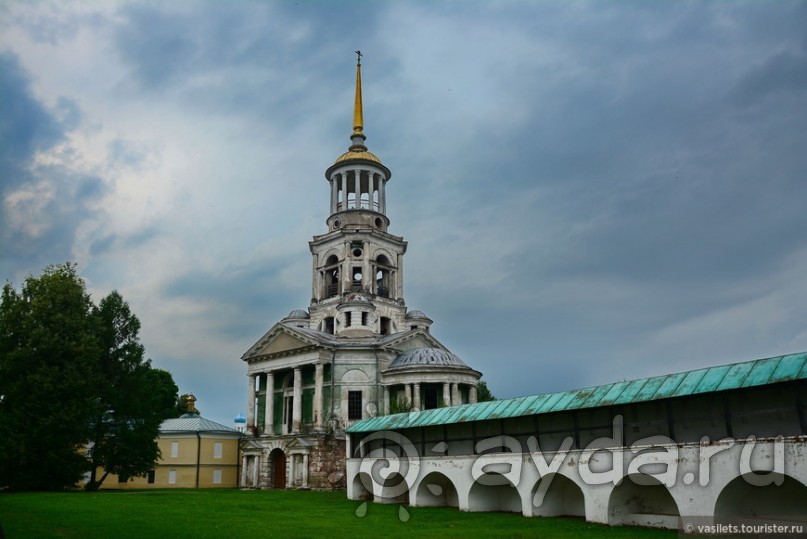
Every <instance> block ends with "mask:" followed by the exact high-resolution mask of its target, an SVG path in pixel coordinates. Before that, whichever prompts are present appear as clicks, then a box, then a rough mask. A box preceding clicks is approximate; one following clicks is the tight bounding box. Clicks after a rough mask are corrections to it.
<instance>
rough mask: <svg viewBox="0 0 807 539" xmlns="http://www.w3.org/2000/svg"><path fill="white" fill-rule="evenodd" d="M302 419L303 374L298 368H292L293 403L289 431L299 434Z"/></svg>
mask: <svg viewBox="0 0 807 539" xmlns="http://www.w3.org/2000/svg"><path fill="white" fill-rule="evenodd" d="M302 417H303V373H302V371H301V369H300V367H295V368H294V403H293V408H292V415H291V431H292V432H300V424H301V423H302Z"/></svg>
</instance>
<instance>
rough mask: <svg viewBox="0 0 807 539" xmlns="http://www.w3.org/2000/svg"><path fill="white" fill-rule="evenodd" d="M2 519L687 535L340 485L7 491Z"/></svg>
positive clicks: (47, 522)
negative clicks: (452, 507)
mask: <svg viewBox="0 0 807 539" xmlns="http://www.w3.org/2000/svg"><path fill="white" fill-rule="evenodd" d="M357 513H358V515H361V514H362V513H364V516H357ZM407 515H408V519H407V518H406V517H407ZM401 517H403V519H402V518H401ZM402 520H405V521H402ZM0 524H1V525H2V530H3V531H4V532H5V537H7V538H8V539H25V538H37V539H40V538H49V537H61V538H72V537H76V538H79V537H80V538H82V539H83V538H88V539H92V538H105V537H114V538H116V539H127V538H137V539H143V538H152V537H154V538H159V537H170V538H172V539H176V538H184V537H189V538H193V539H205V538H216V539H218V538H221V537H226V538H232V539H235V538H237V537H247V534H257V535H256V536H260V537H323V536H326V537H331V538H336V537H368V536H384V537H385V538H393V537H407V538H411V537H463V538H469V537H598V538H599V537H615V538H616V537H618V538H622V537H651V538H652V537H674V536H676V535H677V532H675V531H665V530H652V529H643V528H631V527H625V528H609V527H607V526H601V525H597V524H590V523H587V522H585V521H583V520H580V519H573V518H524V517H522V516H521V515H518V514H510V513H464V512H460V511H458V510H456V509H453V508H444V507H411V508H410V507H407V508H403V507H401V506H398V505H379V504H374V503H368V504H366V505H362V502H353V501H350V500H347V499H346V498H345V494H344V493H340V492H302V491H271V490H264V491H254V490H252V491H241V490H143V491H106V492H104V491H102V492H64V493H4V494H0ZM0 537H2V533H0Z"/></svg>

— Your goal —
Your answer should set down the listing verbatim and leave out its images.

— Task response —
Every <instance> block ends with "mask:" followed by the exact high-resolution mask of its target, an SVG path in pixel coordinates. Before that, whichever prompts are present appear as clicks, then a box, then a rough mask. A box preceding clicks is approximate; one following clicks is the tight bounding box. Clicks after a rough mask are corrections to it.
<instance>
rough mask: <svg viewBox="0 0 807 539" xmlns="http://www.w3.org/2000/svg"><path fill="white" fill-rule="evenodd" d="M302 419L303 374L298 368H292L293 403L289 431L299 434Z"/></svg>
mask: <svg viewBox="0 0 807 539" xmlns="http://www.w3.org/2000/svg"><path fill="white" fill-rule="evenodd" d="M302 417H303V373H302V371H301V369H300V367H295V368H294V403H293V408H292V415H291V431H292V432H300V424H301V423H302Z"/></svg>
</instance>
<instance>
rough mask: <svg viewBox="0 0 807 539" xmlns="http://www.w3.org/2000/svg"><path fill="white" fill-rule="evenodd" d="M2 519L687 535L340 485L7 491Z"/></svg>
positive clicks: (47, 522)
negative clicks: (452, 507)
mask: <svg viewBox="0 0 807 539" xmlns="http://www.w3.org/2000/svg"><path fill="white" fill-rule="evenodd" d="M357 513H358V515H361V514H362V513H364V516H357ZM407 515H408V519H407V518H406V517H407ZM401 517H403V519H402V518H401ZM402 520H405V521H402ZM0 524H1V525H2V530H3V531H4V532H5V537H7V538H8V539H25V538H37V539H40V538H49V537H61V538H72V537H76V538H79V537H80V538H82V539H83V538H88V539H92V538H105V537H114V538H116V539H127V538H137V539H143V538H152V537H154V538H159V537H170V538H172V539H176V538H184V537H189V538H193V539H205V538H216V539H218V538H221V537H226V538H232V539H235V538H237V537H247V534H257V535H256V536H260V537H323V536H326V537H331V538H336V537H368V536H384V537H385V538H393V537H407V538H411V537H463V538H469V537H598V538H599V537H615V538H616V537H618V538H622V537H651V538H652V537H674V536H676V535H677V532H675V531H665V530H652V529H643V528H631V527H625V528H609V527H607V526H601V525H597V524H590V523H587V522H585V521H583V520H580V519H573V518H524V517H522V516H521V515H518V514H510V513H464V512H460V511H458V510H456V509H453V508H444V507H411V508H410V507H407V508H403V507H401V506H398V505H379V504H374V503H368V504H366V505H362V502H353V501H350V500H347V499H346V498H345V494H344V493H340V492H302V491H271V490H264V491H254V490H252V491H241V490H143V491H106V492H104V491H102V492H64V493H4V494H0ZM0 537H2V533H0Z"/></svg>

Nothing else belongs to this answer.